Can you reproduce every line of the records below word for word, leaving out the pictures?

:: Data excerpts ::

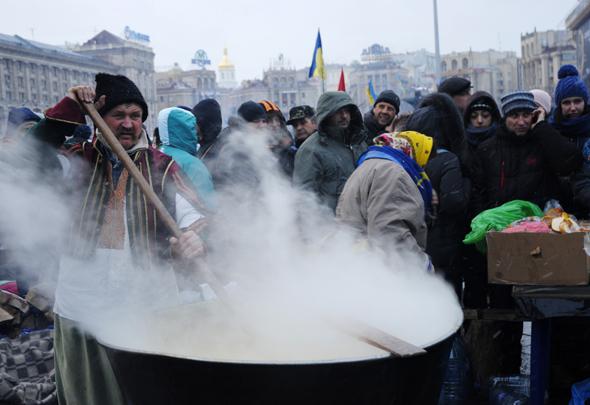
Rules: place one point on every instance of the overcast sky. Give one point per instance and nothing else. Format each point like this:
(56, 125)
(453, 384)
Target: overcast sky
(255, 32)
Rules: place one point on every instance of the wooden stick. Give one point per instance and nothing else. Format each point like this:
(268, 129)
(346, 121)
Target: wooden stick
(152, 197)
(358, 329)
(376, 337)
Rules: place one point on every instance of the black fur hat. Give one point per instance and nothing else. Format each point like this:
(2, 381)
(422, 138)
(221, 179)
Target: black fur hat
(118, 90)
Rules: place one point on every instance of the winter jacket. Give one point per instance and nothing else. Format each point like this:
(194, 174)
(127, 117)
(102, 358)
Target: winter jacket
(581, 183)
(509, 167)
(454, 190)
(447, 169)
(382, 202)
(178, 134)
(327, 158)
(372, 126)
(439, 118)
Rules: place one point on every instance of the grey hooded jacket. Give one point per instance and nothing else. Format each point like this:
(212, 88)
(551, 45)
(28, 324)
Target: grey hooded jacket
(327, 158)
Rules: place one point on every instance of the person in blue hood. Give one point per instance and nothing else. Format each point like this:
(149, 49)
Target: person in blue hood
(177, 129)
(571, 116)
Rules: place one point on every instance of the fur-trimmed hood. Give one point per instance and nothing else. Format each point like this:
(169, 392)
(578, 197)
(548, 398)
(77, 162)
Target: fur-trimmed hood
(438, 117)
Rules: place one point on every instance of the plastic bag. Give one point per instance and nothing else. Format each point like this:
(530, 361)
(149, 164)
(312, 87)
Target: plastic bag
(580, 392)
(496, 219)
(513, 390)
(457, 383)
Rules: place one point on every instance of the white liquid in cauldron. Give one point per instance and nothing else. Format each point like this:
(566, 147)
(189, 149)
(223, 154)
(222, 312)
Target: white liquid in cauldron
(208, 332)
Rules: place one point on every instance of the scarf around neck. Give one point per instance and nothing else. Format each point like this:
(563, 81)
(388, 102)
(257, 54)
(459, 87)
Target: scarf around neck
(475, 136)
(578, 127)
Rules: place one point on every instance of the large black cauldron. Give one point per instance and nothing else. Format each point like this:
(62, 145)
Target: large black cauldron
(154, 379)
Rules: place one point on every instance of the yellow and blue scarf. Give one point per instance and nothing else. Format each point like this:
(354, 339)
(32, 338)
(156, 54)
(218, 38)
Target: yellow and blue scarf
(417, 174)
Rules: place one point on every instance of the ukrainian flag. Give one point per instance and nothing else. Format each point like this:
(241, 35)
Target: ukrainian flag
(317, 64)
(371, 93)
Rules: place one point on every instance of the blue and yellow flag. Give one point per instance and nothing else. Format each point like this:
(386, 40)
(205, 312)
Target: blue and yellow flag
(371, 93)
(317, 64)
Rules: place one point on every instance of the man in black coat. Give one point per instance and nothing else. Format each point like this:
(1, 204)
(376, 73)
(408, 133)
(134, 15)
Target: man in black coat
(439, 118)
(524, 159)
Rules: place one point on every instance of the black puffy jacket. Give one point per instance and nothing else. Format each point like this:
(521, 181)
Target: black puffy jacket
(453, 189)
(509, 167)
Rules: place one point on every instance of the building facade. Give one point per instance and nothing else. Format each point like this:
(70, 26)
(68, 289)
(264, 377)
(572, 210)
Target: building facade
(493, 71)
(184, 87)
(37, 75)
(542, 55)
(130, 58)
(578, 21)
(227, 72)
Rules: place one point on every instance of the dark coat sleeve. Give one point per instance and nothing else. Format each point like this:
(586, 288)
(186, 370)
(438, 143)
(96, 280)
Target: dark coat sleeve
(308, 169)
(581, 187)
(563, 156)
(479, 186)
(455, 189)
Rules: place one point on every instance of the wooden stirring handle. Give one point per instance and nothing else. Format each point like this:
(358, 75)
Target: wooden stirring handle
(146, 189)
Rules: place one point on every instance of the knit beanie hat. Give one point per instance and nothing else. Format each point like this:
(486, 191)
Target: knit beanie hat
(542, 99)
(389, 97)
(118, 90)
(272, 110)
(421, 145)
(208, 113)
(519, 100)
(569, 85)
(251, 111)
(454, 86)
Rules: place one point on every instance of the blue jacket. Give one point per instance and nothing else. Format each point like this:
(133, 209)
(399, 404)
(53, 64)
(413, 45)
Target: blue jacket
(178, 134)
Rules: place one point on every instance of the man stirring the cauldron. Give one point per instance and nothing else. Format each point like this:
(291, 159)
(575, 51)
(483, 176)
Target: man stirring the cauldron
(114, 228)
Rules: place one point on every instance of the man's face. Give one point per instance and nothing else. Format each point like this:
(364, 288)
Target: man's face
(462, 100)
(384, 113)
(304, 128)
(480, 119)
(572, 107)
(274, 123)
(519, 122)
(125, 122)
(259, 124)
(341, 118)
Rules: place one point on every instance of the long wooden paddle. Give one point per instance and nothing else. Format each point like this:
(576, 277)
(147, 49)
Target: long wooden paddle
(358, 329)
(146, 189)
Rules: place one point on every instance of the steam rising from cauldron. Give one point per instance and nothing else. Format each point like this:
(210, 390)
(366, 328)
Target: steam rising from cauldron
(290, 270)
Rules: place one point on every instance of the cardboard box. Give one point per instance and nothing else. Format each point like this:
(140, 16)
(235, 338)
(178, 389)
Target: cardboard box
(538, 259)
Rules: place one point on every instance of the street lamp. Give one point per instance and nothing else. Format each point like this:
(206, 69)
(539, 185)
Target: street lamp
(436, 44)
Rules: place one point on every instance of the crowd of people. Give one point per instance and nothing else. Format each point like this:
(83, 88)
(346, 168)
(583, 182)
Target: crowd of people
(408, 181)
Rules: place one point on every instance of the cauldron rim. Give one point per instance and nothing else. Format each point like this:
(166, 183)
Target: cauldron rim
(383, 355)
(453, 327)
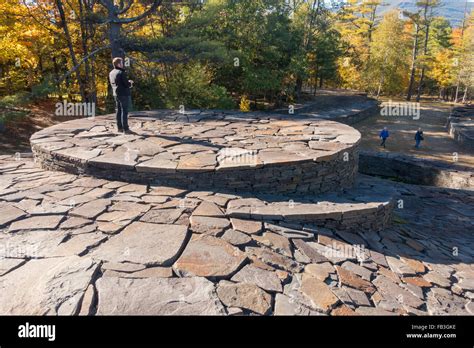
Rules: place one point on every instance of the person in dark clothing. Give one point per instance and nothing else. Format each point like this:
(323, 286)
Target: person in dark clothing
(384, 135)
(418, 138)
(121, 91)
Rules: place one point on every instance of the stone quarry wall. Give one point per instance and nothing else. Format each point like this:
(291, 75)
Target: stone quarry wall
(415, 170)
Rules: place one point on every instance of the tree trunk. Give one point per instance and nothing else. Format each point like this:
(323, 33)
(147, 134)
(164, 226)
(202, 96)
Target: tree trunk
(413, 62)
(464, 98)
(70, 47)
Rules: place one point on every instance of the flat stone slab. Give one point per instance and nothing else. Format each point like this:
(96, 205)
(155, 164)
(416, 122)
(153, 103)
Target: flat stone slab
(157, 296)
(207, 256)
(145, 243)
(53, 286)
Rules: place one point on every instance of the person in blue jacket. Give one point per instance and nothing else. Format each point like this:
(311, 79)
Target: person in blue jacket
(418, 138)
(384, 135)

:::

▶ _Task response_:
Rules: place one point on every instance of the overcast sky. Give one point per instance and nothing else. Format each point like this:
(56, 125)
(453, 384)
Target: overcast sky
(255, 32)
Rules: place one point on every instance of the wooden stick. Give one point per instance and nothing else. Format each point like this:
(268, 129)
(346, 121)
Target: wooden stick
(152, 197)
(358, 329)
(376, 337)
Rules: place one point on every instance of the black fur hat. Give one point per instance and nothing else. Format each point like this:
(2, 381)
(422, 138)
(221, 179)
Target: black fur hat
(118, 90)
Rules: place one point on every instance of the winter jacket. Give one point per instance and nothing else. Format each point like this:
(194, 174)
(127, 117)
(102, 358)
Target: winter jacket
(581, 183)
(509, 167)
(454, 190)
(447, 169)
(382, 202)
(178, 134)
(327, 158)
(372, 126)
(439, 118)
Rules: place one point on every instance of the grey hooded jacket. Give one point per instance and nothing else. Format each point like this:
(212, 88)
(551, 45)
(28, 324)
Target: grey hooded jacket
(327, 158)
Rules: place one point on every instance of the person in blue hood. Give one point per instance and nothing else. Format each point like this:
(149, 49)
Target: person in blue hood
(177, 129)
(571, 116)
Rules: place one point on every instance of the fur-trimmed hood. Give one point per instance and nothing else. Format each point like this:
(169, 392)
(578, 197)
(548, 398)
(77, 162)
Target: fur-trimmed hood
(438, 117)
Rules: place one point on every instance of the plastic bag. Give one point per instance and nothing else. Format each point like this:
(530, 361)
(149, 164)
(312, 87)
Target: plastic bag
(580, 392)
(496, 219)
(513, 390)
(457, 383)
Rules: place one point on every instance of the white liquid in cauldron. Give one point per instance and nothing else. Format each point like this:
(566, 147)
(189, 149)
(223, 154)
(222, 312)
Target: white liquid in cauldron
(208, 332)
Rules: place one point on every instance of the scarf around neck. Give one point per instance and nothing else. Format each point like this:
(563, 81)
(388, 102)
(257, 54)
(459, 87)
Target: scarf around neck
(475, 136)
(578, 127)
Rules: place one point on every instance of the large black cauldron. Give one point per instance and nothing else. Format each point like this:
(62, 145)
Target: large black cauldron
(154, 379)
Rules: place one point on every instance of the yellow and blue scarf. Give one point per instance and nothing else. Format each point like this:
(354, 339)
(32, 338)
(156, 54)
(218, 38)
Target: yellow and blue scarf
(417, 174)
Rules: place one point on every instance of the ukrainian flag. Give one point per instance and nothing else. Format each point like this:
(241, 35)
Target: ukrainian flag
(317, 64)
(371, 93)
Rules: place one point on every instance of the blue and yellow flag. Give one point per instance and nothing else. Format each point like this:
(386, 40)
(205, 312)
Target: blue and yellow flag
(371, 93)
(317, 64)
Rules: place one point on every instance of the man in black coat. Give one point per instance and nothing else. Format each point like this:
(1, 204)
(376, 73)
(408, 133)
(134, 15)
Target: man in black coat
(439, 118)
(524, 159)
Rules: place one point on every instance of the black puffy jacket. Give one point per instance and nothing else. Format each point like this:
(521, 181)
Target: black puffy jacket
(453, 189)
(509, 167)
Rules: place one point on every instance of the building facade. Give one point per instance and nothing else. Format each point like this:
(70, 26)
(68, 289)
(264, 377)
(572, 210)
Target: building facade
(493, 71)
(184, 87)
(37, 75)
(542, 55)
(130, 58)
(578, 21)
(227, 72)
Rules: place one point on every instance of the dark coat sleeve. Give one point per instance and nothing else. Format each point like this:
(586, 288)
(186, 370)
(438, 143)
(96, 280)
Target: dark coat sleeve
(308, 169)
(581, 187)
(563, 156)
(479, 186)
(455, 189)
Rules: place one point on every instance of the wooden stirring handle. Give one point per instance and nothing else. Format each point like this:
(358, 75)
Target: wooden stirring handle
(146, 189)
Rules: place one point on every instance of the knit beanie hat. Give one point per instance and nothing else. Format each point like this:
(486, 191)
Target: knit beanie hat
(542, 99)
(389, 97)
(118, 90)
(272, 110)
(421, 145)
(208, 113)
(519, 100)
(569, 85)
(251, 111)
(454, 86)
Rules: place one point on every instance of the blue jacket. Give one point per instance and nothing else. Format each point like this:
(133, 209)
(399, 404)
(53, 64)
(413, 45)
Target: blue jacket
(178, 134)
Rules: place one point on every instance of the man stirring the cauldron. Give one point per instance and nothing else. Format each point like this:
(291, 159)
(575, 51)
(483, 176)
Target: man stirring the cauldron
(114, 228)
Rules: place one point on every instance of the man's face. Give one point per instance and nothing else. Format each point like this:
(364, 288)
Target: man's face
(462, 100)
(384, 113)
(304, 128)
(480, 119)
(572, 107)
(274, 123)
(519, 122)
(125, 122)
(259, 124)
(341, 118)
Rules: place one point on every instance of the long wooden paddle. Give one point per instance and nothing else. Format each point like this:
(576, 277)
(147, 49)
Target: long wooden paddle
(358, 329)
(146, 189)
Rules: place one point on every instance of the steam rising from cauldron. Give one point per instance and nothing else. Format each point like this:
(210, 390)
(366, 328)
Target: steam rising from cauldron
(290, 270)
Rules: place one point on every instance of the cardboard box. Give one point per instance and nothing else. Format each point like this:
(140, 16)
(235, 338)
(178, 389)
Target: cardboard box
(538, 259)
Rules: place one point on every instance of the street lamp. Give one point per instance and nothing else. Format each point like this:
(206, 69)
(539, 185)
Target: street lamp
(436, 44)
Rules: place one point on every instance of the crowd of people. Give one point per instance and nothing else. Format each point like this:
(83, 88)
(346, 168)
(583, 182)
Target: crowd of people
(408, 181)
Rules: place one point on every instance of the cauldron rim. Give one point per instance and nothing else. Format each point like this:
(166, 183)
Target: cauldron rim
(383, 355)
(453, 327)
Rules: place one point on every instance of the person in dark clothing. Give one point per instance and nothing else. Format each point like this:
(323, 286)
Target: person in dark clothing
(384, 135)
(418, 138)
(121, 91)
Rules: place one point on every instance of the stone quarry wall. Give one point per instance and nothing else. Format each point like this:
(291, 75)
Target: stone quarry wall
(415, 170)
Rules: place one point on every instance of the tree trunk. Give one point per instance and nothing else. Format each point like this:
(323, 33)
(147, 134)
(164, 226)
(202, 96)
Target: tree trunk
(413, 62)
(464, 98)
(70, 47)
Rules: place one point on every instance of the flat stone slab. Give one point per instance and nothing else. Format each point like this:
(96, 205)
(155, 164)
(416, 122)
(153, 103)
Target: flat stone slab
(157, 296)
(207, 256)
(145, 243)
(53, 286)
Rules: place one point on every instance of the person in blue jacket. Give one point per instance and nothing else. Format each point like this:
(311, 79)
Target: person in blue jacket
(418, 138)
(384, 135)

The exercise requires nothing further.